## [Stated goal]
Copy out the material below line for line, without changing anything, and leave out the pictures.

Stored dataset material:
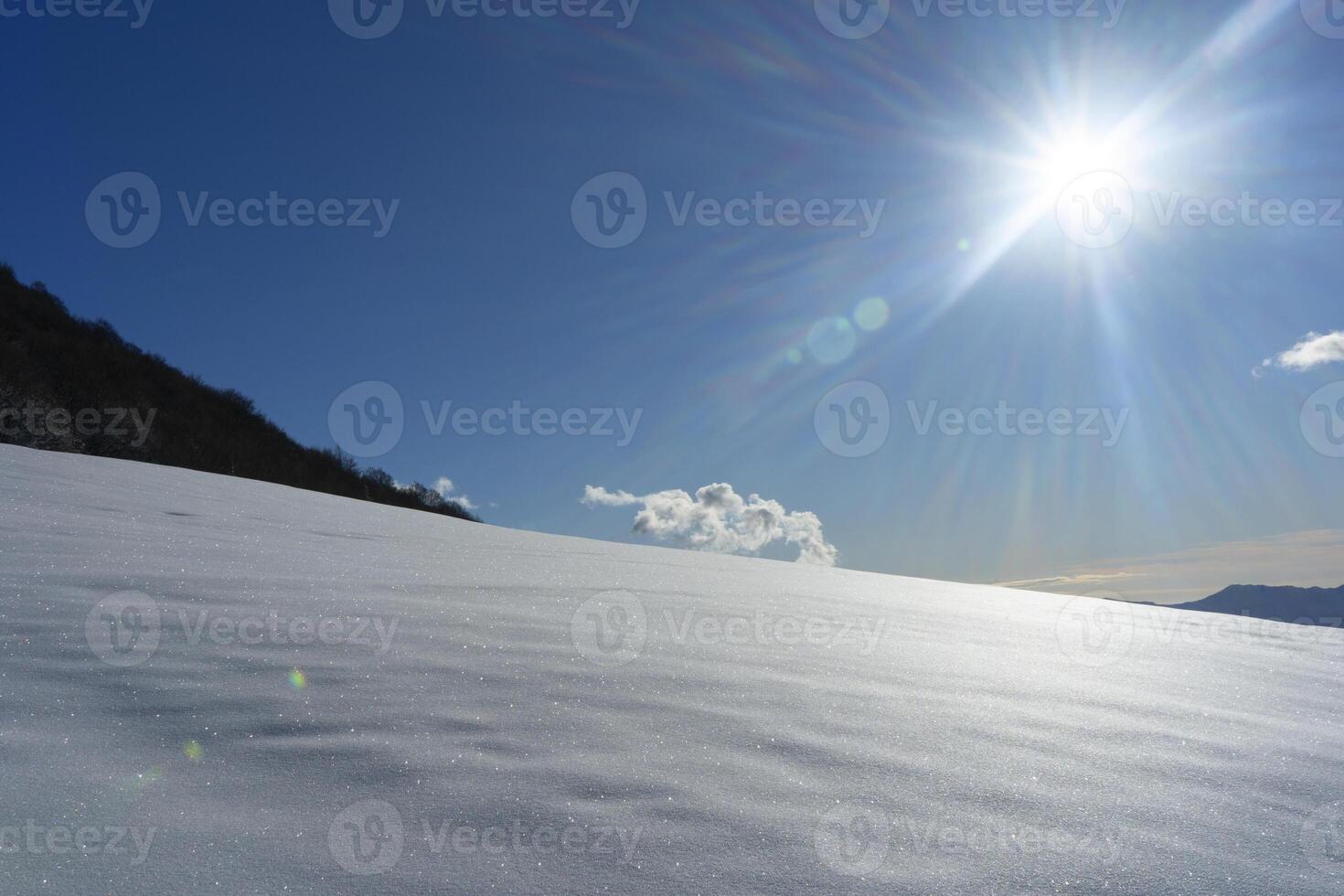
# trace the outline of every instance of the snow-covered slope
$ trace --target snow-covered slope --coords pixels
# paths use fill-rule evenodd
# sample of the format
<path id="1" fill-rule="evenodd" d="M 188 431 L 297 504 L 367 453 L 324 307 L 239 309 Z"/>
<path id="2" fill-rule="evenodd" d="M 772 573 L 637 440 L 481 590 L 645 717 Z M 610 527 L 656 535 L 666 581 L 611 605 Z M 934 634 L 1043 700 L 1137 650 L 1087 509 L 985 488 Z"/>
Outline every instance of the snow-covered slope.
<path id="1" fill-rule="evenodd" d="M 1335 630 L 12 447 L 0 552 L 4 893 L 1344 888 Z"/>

## [Expected answer]
# trace the outline of every instance of the snow-covered slope
$ trace --target snow-covered slope --coords pixels
# paths use fill-rule evenodd
# sample of the format
<path id="1" fill-rule="evenodd" d="M 188 431 L 297 504 L 367 453 L 324 307 L 239 309 Z"/>
<path id="2" fill-rule="evenodd" d="M 772 573 L 637 440 L 481 590 L 645 717 Z M 610 527 L 656 535 L 666 581 L 611 605 Z M 934 634 L 1043 700 L 1137 650 L 1087 509 L 985 488 Z"/>
Outline every instance of the snow-covered slope.
<path id="1" fill-rule="evenodd" d="M 1335 630 L 12 447 L 0 552 L 4 893 L 1344 888 Z"/>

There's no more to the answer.